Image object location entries
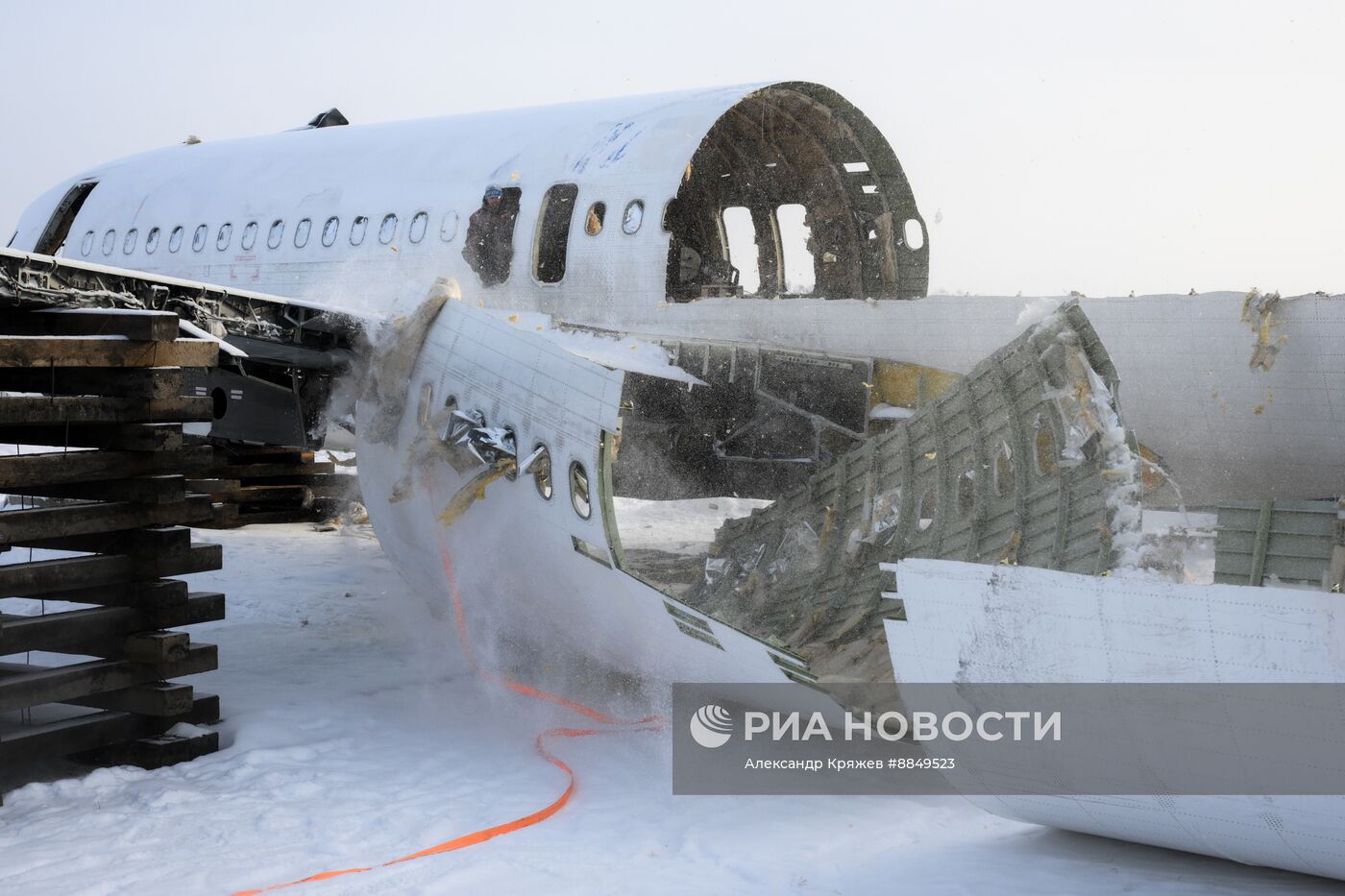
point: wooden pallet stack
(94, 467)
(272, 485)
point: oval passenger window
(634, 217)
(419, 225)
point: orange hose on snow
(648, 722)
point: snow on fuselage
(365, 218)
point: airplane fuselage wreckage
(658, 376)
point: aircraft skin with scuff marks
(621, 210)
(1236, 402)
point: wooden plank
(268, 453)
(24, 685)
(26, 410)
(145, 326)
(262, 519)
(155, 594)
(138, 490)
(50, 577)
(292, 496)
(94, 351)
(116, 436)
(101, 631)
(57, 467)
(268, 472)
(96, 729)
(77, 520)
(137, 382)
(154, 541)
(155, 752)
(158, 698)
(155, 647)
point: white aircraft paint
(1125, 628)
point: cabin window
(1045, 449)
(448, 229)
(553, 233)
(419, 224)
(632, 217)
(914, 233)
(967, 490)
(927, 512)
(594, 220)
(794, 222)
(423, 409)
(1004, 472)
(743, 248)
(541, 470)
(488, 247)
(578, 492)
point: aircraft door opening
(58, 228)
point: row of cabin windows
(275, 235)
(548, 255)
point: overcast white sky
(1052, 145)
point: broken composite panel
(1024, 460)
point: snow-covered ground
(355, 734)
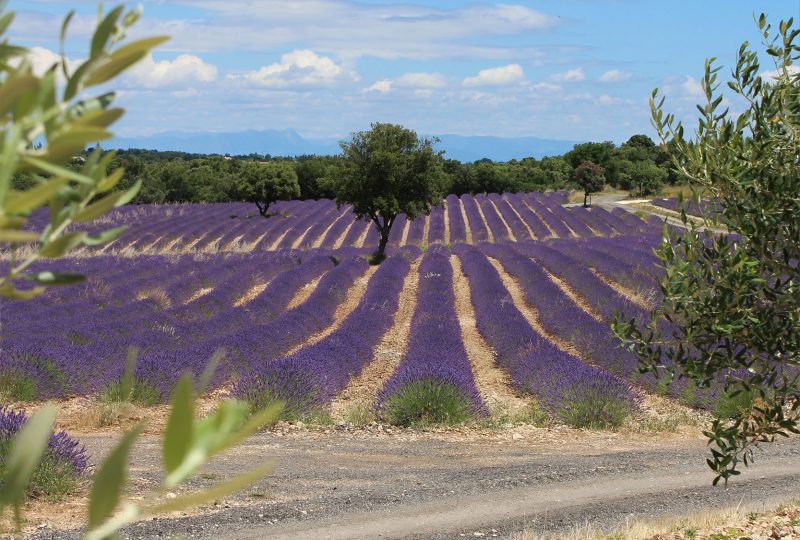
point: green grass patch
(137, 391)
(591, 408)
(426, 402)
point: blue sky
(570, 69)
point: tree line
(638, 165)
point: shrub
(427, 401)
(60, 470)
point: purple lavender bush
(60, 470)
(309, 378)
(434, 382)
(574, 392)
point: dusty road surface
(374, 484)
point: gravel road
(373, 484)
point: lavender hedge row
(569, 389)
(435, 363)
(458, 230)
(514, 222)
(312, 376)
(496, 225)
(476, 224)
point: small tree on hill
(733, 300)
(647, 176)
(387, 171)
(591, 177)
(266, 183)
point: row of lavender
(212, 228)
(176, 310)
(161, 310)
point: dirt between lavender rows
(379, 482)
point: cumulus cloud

### Goal
Rewrite all of the records with "lavender" changed to "heather" everywhere it appears and nothing else altered. Leave the pictures out of your answer.

### Output
point: wooden pallet stack
(94, 467)
(272, 485)
point: oval passenger window
(634, 217)
(419, 225)
point: orange hose on snow
(648, 722)
point: snow on fuselage
(365, 218)
point: airplane fuselage wreckage
(658, 376)
point: aircraft skin with scuff marks
(621, 210)
(1236, 402)
point: wooden plank
(268, 453)
(24, 685)
(26, 410)
(145, 326)
(262, 519)
(155, 594)
(138, 490)
(50, 577)
(292, 496)
(94, 351)
(116, 436)
(101, 631)
(57, 467)
(268, 472)
(96, 729)
(77, 520)
(137, 382)
(154, 541)
(155, 752)
(158, 698)
(155, 647)
point: white aircraft paint
(1125, 628)
point: cabin window
(1045, 449)
(448, 229)
(553, 233)
(419, 224)
(632, 217)
(914, 233)
(967, 490)
(927, 512)
(594, 220)
(794, 222)
(423, 409)
(1004, 472)
(743, 248)
(541, 470)
(488, 247)
(578, 492)
point: aircraft door opening
(58, 228)
point: row of cabin windows
(275, 235)
(548, 255)
point: overcast white sky
(1052, 145)
point: broken composite panel
(1024, 460)
point: snow-covered ground
(355, 734)
point: green grass patch
(137, 391)
(591, 408)
(426, 402)
point: blue sky
(570, 69)
point: tree line
(638, 165)
point: shrub
(427, 401)
(60, 470)
point: purple heather bush
(60, 470)
(309, 378)
(434, 382)
(574, 392)
point: dusty road surface
(374, 484)
point: gravel road
(373, 484)
point: heather hedge row
(569, 389)
(435, 363)
(458, 230)
(514, 222)
(312, 376)
(496, 225)
(476, 224)
point: small tree on hill
(733, 300)
(647, 176)
(387, 171)
(591, 177)
(266, 183)
point: row of heather
(212, 228)
(176, 310)
(161, 310)
point: dirt between heather rows
(379, 482)
point: cumulus cloud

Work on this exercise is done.